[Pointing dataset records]
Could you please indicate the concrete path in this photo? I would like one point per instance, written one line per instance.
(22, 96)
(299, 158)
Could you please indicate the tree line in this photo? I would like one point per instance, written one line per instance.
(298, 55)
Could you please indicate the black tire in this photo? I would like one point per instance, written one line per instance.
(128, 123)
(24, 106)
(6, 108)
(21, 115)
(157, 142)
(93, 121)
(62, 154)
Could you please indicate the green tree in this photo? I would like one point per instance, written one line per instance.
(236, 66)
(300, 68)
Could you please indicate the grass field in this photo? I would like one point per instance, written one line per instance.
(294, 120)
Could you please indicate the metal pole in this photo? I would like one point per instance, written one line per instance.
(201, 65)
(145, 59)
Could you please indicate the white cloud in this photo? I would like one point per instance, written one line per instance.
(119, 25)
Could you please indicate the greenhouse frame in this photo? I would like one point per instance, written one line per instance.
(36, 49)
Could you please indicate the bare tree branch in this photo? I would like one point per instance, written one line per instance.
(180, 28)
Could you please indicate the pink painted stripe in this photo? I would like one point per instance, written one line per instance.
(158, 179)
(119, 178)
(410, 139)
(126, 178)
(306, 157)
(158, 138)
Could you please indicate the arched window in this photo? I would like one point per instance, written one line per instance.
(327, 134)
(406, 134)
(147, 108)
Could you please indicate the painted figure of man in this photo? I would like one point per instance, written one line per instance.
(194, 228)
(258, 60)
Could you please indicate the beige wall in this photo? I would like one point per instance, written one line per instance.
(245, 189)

REQUIREMENT:
Retype every line of the listing above with no changes at all.

ANSWER:
Could you please indicate the concrete path in this photo? I would like one point per instance, written one line per instance.
(22, 96)
(299, 158)
Could you please indicate the tree line in this photo? I would like one point per instance, written one line per instance.
(298, 55)
Could you please indicate the black tire in this photo? I would like one point per instance, written one line per instance.
(128, 123)
(24, 106)
(6, 108)
(21, 115)
(157, 142)
(93, 121)
(62, 154)
Could you please indicate the green tree in this photo? I would like one point per instance, written one line per instance.
(236, 66)
(300, 68)
Could you please indicate the grass field in this photo? I would like one point per instance, written one line per instance.
(294, 120)
Could you please indicate the metal pole in this photo? I would like one point per instance, written one line per instance.
(201, 65)
(145, 59)
Could you please indicate the white cloud in this photo? I would like one point per instance, written one line per instance.
(119, 25)
Could you please indicate the greenhouse frame in this photo? I would like one point per instance, written one line per instance.
(36, 49)
Could you please indicate the bare tree branch in this photo? I would like one point per instance, written one line per instance.
(180, 28)
Could you please indicate the pink painted stripe in this photo? I would like one point per instance, written one line per instance.
(158, 179)
(119, 178)
(410, 139)
(126, 178)
(306, 157)
(158, 138)
Could you please indicate the arched window in this photo? I would like one point per instance, written one line per instance.
(327, 134)
(406, 134)
(147, 108)
Could you please indicate the painted figure of man in this photo? I would like one point per instance, written one line per instance.
(194, 228)
(258, 60)
Could you please indicate the beige wall in this photo? I would like one point per instance, written one line per instance.
(245, 189)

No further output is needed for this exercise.